AIM ▸
Reproduce every entry below, requests included, but scale each x and y coordinate in the answers by 0.45 and round it to a whole number, with halves rounded up.

RECORDS SUPPLIED ▸
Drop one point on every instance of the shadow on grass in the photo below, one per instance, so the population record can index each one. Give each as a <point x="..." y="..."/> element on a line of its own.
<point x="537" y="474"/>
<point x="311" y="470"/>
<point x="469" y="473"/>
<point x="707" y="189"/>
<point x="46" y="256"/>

FULL ANSWER ▸
Drop one point on every instance of the shadow on grass in the photo below, one per instance, so the population record can index each one. Give each as a <point x="..." y="..."/> element on a line of its own.
<point x="242" y="213"/>
<point x="140" y="212"/>
<point x="211" y="213"/>
<point x="318" y="85"/>
<point x="21" y="115"/>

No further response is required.